-- DATA FOR PROCESSING --
= = = =
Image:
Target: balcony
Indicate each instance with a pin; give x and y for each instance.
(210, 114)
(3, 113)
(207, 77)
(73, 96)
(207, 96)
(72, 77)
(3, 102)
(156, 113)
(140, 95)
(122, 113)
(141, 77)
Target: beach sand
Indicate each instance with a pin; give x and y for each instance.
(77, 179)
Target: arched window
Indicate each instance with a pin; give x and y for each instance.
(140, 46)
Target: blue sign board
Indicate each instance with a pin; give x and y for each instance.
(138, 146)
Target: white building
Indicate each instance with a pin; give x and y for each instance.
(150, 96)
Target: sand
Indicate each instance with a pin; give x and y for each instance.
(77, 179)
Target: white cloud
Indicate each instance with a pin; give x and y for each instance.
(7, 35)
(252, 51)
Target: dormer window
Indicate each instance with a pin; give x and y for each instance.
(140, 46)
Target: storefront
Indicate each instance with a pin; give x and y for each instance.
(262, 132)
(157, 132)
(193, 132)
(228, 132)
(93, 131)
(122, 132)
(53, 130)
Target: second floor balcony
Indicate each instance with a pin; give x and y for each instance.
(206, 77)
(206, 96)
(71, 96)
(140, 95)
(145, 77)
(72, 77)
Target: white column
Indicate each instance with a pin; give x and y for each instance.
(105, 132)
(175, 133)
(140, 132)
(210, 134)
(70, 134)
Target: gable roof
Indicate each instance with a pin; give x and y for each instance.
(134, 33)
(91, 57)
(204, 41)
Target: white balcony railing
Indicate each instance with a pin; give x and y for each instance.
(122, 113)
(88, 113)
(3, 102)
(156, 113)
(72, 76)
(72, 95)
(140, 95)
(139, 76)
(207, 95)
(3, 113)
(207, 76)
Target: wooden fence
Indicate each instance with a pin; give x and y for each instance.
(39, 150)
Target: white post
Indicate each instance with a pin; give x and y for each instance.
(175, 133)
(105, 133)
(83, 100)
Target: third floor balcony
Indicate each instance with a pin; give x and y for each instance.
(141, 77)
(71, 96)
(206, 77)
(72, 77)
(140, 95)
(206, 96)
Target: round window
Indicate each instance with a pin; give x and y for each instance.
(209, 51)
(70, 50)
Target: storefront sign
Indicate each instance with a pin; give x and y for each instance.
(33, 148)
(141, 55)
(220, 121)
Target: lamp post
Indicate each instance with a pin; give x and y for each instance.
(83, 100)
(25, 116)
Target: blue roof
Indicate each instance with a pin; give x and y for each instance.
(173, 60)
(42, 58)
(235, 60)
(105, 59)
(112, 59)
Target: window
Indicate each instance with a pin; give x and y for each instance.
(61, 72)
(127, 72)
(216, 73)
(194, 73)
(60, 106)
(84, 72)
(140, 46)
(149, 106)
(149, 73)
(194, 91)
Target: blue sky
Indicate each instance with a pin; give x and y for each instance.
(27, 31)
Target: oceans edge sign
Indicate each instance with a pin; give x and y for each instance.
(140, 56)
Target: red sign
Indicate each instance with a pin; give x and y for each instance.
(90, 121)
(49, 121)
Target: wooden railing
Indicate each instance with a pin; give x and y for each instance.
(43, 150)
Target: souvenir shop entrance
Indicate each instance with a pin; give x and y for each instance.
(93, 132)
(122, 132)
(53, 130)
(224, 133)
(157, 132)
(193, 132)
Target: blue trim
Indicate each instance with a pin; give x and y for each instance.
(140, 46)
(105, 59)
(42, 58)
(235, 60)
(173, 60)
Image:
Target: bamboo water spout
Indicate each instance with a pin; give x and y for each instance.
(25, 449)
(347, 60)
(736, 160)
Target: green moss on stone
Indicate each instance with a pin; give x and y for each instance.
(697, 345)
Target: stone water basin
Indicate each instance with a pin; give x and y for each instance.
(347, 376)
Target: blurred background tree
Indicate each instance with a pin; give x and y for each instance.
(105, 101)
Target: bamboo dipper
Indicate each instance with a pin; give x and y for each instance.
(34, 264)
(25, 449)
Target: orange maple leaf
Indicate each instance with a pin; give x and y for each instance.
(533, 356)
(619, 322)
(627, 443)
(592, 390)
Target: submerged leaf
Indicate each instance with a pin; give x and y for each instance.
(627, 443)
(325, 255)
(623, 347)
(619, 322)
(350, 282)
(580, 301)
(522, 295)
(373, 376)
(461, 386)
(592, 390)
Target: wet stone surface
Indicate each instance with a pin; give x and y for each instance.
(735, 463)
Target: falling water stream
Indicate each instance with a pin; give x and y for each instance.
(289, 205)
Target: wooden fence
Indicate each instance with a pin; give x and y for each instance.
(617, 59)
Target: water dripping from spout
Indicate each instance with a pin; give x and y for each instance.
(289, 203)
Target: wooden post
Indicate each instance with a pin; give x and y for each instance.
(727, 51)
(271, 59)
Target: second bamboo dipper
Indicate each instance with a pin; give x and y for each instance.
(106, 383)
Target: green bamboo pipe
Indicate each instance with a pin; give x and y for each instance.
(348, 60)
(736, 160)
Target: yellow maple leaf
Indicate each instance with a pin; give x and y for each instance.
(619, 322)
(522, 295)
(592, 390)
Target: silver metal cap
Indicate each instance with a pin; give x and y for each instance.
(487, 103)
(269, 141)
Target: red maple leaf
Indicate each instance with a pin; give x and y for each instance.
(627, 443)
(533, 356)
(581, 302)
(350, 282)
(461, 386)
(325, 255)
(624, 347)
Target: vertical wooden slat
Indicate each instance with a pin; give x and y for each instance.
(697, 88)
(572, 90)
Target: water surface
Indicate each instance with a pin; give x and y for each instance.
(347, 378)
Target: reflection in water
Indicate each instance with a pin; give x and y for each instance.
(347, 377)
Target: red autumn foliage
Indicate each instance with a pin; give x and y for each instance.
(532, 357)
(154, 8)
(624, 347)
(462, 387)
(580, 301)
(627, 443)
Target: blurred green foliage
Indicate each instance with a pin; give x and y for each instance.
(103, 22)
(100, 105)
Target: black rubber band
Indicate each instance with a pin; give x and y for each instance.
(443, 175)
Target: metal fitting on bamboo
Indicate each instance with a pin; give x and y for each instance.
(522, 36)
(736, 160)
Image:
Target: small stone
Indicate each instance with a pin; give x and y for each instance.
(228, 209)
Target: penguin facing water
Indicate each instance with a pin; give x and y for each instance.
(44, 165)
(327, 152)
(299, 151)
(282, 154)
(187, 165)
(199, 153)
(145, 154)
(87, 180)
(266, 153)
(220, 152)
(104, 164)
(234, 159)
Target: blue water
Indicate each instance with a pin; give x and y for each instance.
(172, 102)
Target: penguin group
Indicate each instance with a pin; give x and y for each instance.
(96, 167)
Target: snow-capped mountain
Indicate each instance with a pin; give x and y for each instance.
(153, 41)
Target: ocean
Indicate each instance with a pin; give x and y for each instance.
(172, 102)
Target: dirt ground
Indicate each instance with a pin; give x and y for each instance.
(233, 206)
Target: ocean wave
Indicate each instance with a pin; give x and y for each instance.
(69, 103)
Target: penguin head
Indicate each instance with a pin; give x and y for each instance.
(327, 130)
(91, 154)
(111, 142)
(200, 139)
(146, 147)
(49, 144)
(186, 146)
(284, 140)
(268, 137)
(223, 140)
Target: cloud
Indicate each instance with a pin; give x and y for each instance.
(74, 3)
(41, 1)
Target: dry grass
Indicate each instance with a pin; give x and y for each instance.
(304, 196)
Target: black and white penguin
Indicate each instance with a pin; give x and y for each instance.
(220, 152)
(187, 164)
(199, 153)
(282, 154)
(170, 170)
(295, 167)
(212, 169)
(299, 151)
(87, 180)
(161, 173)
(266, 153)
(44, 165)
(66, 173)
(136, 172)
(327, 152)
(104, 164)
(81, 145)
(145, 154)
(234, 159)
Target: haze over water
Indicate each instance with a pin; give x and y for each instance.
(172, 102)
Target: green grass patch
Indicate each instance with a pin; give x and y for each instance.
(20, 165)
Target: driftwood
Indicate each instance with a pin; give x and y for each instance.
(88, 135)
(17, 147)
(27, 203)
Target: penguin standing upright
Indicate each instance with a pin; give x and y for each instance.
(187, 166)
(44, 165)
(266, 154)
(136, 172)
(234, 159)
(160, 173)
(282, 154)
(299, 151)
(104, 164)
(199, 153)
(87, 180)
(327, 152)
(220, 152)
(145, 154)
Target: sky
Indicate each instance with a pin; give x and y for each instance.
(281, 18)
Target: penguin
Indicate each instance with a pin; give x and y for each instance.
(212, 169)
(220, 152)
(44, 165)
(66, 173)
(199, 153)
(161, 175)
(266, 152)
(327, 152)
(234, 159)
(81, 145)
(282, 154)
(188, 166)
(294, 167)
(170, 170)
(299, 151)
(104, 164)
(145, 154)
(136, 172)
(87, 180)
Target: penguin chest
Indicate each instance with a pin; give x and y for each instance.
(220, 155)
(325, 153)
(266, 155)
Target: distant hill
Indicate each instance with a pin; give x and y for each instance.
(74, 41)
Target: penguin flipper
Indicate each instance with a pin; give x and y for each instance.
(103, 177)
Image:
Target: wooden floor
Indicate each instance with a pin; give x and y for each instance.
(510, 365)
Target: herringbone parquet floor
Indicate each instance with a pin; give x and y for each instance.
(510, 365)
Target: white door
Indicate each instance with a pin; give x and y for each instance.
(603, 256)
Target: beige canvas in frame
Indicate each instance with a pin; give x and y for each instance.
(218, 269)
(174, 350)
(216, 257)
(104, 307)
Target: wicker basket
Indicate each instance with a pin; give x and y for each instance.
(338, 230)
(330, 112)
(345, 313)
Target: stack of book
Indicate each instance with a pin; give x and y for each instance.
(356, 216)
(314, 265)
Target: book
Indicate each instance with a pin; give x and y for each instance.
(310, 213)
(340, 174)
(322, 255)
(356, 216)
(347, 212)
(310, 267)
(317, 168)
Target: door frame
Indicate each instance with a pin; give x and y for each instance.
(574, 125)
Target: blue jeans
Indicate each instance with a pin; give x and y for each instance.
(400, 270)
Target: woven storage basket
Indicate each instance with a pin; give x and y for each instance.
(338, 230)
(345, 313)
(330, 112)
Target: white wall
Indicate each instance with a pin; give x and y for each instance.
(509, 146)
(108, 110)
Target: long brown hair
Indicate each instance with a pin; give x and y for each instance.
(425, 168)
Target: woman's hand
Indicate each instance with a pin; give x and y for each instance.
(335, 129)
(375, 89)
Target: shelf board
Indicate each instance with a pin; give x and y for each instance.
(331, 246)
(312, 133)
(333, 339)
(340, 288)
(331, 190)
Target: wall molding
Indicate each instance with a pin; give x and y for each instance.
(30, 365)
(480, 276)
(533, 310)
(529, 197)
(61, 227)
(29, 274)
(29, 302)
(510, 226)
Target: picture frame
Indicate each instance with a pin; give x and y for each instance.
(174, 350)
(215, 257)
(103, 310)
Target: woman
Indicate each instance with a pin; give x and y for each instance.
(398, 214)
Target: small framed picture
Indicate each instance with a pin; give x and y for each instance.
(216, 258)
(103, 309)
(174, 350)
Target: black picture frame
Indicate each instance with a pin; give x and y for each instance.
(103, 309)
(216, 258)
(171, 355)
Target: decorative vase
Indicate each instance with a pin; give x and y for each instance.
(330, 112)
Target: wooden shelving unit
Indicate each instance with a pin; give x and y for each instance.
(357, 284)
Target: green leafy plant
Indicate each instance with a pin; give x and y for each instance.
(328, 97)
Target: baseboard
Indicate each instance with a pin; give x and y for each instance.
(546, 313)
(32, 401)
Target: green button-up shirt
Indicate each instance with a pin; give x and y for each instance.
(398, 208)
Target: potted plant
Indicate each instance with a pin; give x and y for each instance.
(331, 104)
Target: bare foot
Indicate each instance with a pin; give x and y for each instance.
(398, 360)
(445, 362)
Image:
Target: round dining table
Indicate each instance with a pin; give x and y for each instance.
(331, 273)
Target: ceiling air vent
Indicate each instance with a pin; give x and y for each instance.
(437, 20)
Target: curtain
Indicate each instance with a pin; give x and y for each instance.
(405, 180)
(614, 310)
= = = =
-- REQUIRED TASK --
Find "Target: woven storage basket" in the data above, then repeat that line and all lines after it exactly, ending with the final line.

-- ANSWER BELOW --
Target: woven storage basket
Indicate each instance with a pin; give x and y for each instance.
(338, 230)
(345, 313)
(330, 112)
Target: white wall
Indicate each instance with a pin; give x and y for each instance.
(509, 146)
(108, 110)
Target: long brown hair
Indicate each instance with a pin; give x and y for each instance.
(425, 168)
Target: woman's hand
Indicate each instance with a pin; give x and y for each instance.
(335, 129)
(375, 89)
Target: shelf board
Indicate each instance with a pin; give x and y for each instance.
(331, 246)
(312, 133)
(333, 339)
(340, 288)
(331, 190)
Target: wall molding
Indicate each instance with a pin; give x and y for each instance.
(30, 365)
(480, 276)
(533, 310)
(529, 197)
(61, 227)
(29, 274)
(29, 302)
(510, 226)
Target: picture frame
Indicate each instance with a pin; give x and y for each instance.
(174, 350)
(215, 257)
(103, 310)
Target: woman
Indicate each instance with a pin; give x and y for each instance.
(398, 214)
Target: small framed picture
Indicate each instance with a pin; give x and y for each instance.
(216, 258)
(103, 309)
(174, 350)
Target: black picture frame
Indicate each instance with a pin; give x and y for each instance.
(103, 309)
(216, 258)
(171, 355)
Target: decorative vase
Indicate each instance with a pin; give x and y for each instance.
(330, 112)
Target: wooden shelving unit
Indicate each instance with a pin; give x and y for each instance.
(357, 284)
Target: green leafy plant
Indicate each instance with a pin; give x and y for each instance.
(328, 97)
Target: baseboard
Indicate each instance with a pin; give x and y for each instance.
(546, 313)
(32, 401)
Target: green button-up shirt
Indicate each instance with a pin; give x and y for each instance.
(398, 208)
Target: potted plant
Indicate each instance with a pin; give x and y for each instance.
(331, 104)
Target: bare foot
Indicate each instance with a pin; give x and y for each instance.
(398, 360)
(445, 362)
Image:
Target: round dining table
Indicate each instance with a pin; give x and y for each instance.
(331, 273)
Target: ceiling air vent
Indicate each instance with a pin; give x and y for each instance.
(437, 20)
Target: curtain
Indicate each instance with a pin; give x and y for each instance.
(405, 180)
(614, 310)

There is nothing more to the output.